-- Begin The records --

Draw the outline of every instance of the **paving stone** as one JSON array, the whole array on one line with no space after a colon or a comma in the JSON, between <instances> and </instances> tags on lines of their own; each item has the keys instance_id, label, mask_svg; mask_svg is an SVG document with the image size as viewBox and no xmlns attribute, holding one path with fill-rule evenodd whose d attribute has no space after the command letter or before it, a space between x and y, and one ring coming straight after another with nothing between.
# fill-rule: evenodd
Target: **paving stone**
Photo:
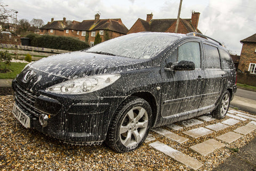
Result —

-- End The records --

(Brief) Copy out every one of the items above word for word, omitting the pictures.

(Response)
Draw the outline of every instance of the **paving stone** as one JSON array, the whole array on one line with no space after a colon or a comma in the JSON, between <instances> and </instances> tags on lines of their own; each item has the keys instance_id, label, mask_svg; mask_svg is an SVG document with the image size as viewBox and no xmlns attribute, holding one path with fill-rule evenodd whose d attribute has no space after the command letter or before it, a space between x and y, and one ring coming straight after another with nothing between.
# fill-rule: evenodd
Target: **paving stone**
Photo:
Result —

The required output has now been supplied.